What is asked: Copy every line of the entries below that contains the string "segment". Case counts.

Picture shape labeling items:
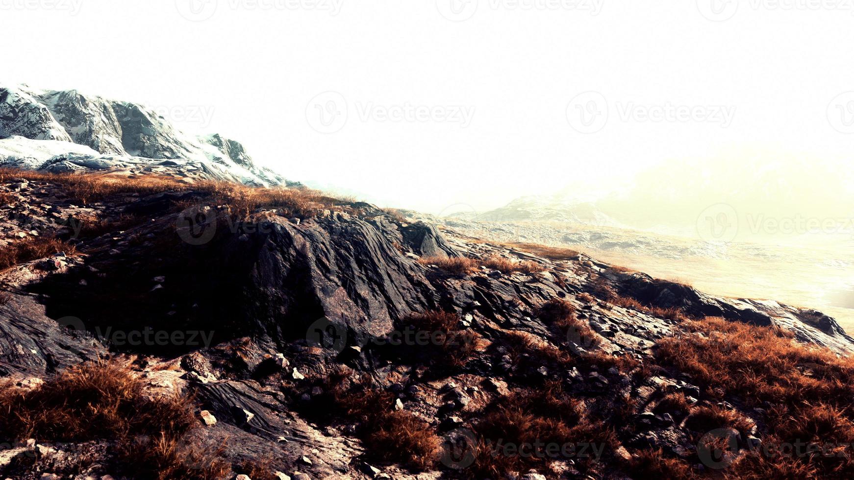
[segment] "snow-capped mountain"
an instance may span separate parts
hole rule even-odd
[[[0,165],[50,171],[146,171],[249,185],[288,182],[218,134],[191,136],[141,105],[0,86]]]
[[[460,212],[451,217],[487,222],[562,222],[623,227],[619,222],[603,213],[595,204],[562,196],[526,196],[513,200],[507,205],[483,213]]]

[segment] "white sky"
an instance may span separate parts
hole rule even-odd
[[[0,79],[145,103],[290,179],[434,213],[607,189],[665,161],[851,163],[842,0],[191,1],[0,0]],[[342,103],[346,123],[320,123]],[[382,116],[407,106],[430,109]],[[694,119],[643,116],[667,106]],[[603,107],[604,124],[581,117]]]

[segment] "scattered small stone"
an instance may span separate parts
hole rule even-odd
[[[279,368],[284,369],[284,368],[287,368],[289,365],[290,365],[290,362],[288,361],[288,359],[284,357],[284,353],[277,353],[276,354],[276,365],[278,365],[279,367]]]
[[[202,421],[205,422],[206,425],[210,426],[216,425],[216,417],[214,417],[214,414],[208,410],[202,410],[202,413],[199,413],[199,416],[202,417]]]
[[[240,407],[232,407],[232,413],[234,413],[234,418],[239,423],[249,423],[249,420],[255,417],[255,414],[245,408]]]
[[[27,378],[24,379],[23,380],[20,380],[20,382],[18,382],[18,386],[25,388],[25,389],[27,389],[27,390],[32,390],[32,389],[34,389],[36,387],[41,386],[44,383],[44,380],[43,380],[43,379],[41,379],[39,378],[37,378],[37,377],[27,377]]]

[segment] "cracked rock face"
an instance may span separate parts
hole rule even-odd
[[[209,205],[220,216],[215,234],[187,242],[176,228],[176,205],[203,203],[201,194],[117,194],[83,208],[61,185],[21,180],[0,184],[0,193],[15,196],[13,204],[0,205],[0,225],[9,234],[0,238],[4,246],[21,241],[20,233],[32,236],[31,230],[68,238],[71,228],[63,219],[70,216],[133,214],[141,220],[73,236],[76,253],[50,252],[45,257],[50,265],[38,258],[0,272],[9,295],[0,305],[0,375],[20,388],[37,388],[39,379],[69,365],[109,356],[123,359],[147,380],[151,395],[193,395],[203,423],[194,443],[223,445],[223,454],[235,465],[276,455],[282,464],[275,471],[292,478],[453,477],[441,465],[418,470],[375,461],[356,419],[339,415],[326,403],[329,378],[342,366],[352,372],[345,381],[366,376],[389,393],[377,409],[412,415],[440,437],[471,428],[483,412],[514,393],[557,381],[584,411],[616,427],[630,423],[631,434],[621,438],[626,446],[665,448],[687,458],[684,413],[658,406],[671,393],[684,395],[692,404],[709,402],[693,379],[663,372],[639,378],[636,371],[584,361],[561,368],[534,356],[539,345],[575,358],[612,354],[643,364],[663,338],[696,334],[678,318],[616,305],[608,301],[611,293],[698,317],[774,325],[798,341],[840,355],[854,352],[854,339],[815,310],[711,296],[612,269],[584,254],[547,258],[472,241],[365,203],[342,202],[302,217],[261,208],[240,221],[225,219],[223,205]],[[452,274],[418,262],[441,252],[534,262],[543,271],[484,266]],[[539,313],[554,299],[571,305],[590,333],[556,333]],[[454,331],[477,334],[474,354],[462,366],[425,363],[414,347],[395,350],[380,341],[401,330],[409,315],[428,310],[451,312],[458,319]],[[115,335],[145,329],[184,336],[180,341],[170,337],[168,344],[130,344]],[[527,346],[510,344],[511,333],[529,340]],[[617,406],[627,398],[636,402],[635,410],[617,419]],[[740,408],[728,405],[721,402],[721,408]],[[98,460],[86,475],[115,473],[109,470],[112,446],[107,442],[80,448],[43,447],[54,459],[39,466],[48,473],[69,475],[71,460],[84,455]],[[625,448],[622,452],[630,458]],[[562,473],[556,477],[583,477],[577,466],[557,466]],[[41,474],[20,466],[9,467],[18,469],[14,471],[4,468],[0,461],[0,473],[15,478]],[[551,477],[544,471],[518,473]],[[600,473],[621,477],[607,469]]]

==

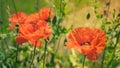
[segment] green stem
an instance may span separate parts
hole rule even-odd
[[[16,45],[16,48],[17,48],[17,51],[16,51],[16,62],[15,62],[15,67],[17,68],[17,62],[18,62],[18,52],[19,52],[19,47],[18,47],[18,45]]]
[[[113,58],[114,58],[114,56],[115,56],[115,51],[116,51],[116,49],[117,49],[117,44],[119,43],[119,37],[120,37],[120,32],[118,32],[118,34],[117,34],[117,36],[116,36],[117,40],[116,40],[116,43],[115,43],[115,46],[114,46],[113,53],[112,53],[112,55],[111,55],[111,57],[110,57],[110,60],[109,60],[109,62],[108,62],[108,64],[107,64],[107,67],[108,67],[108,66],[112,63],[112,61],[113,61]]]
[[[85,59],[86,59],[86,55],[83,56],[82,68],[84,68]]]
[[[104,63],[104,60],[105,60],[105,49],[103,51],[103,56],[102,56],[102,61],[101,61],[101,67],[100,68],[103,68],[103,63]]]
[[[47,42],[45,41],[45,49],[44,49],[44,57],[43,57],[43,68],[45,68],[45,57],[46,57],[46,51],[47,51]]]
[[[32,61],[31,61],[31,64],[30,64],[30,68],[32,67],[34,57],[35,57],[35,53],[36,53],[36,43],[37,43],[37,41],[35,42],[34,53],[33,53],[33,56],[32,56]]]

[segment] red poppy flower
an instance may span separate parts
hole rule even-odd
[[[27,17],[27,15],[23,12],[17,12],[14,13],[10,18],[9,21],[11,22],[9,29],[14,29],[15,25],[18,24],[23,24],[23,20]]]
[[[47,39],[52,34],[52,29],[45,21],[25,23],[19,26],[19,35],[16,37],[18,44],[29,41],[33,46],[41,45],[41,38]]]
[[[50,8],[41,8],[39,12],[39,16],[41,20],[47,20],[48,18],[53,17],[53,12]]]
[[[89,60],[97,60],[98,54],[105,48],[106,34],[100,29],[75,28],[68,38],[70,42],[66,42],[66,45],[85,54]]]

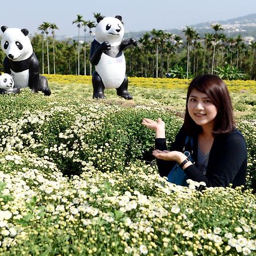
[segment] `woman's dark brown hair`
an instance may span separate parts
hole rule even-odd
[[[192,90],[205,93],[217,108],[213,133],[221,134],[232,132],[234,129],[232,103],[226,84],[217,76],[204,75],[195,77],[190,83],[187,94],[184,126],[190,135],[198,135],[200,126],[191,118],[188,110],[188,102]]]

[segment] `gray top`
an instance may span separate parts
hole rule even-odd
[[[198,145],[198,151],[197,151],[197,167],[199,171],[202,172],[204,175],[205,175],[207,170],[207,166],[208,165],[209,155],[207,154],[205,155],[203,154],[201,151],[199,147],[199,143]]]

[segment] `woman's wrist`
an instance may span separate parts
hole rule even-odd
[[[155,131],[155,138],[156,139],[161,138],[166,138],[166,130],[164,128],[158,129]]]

Exercise answer:
[segment] "snow-capped mountain"
[segment] "white sky"
[segment] "scattered small stone"
[segment] "cracked rock face"
[segment] green stem
[segment] red poppy flower
[segment] `woman's dark brown hair`
[segment] `gray top`
[segment] `woman's wrist`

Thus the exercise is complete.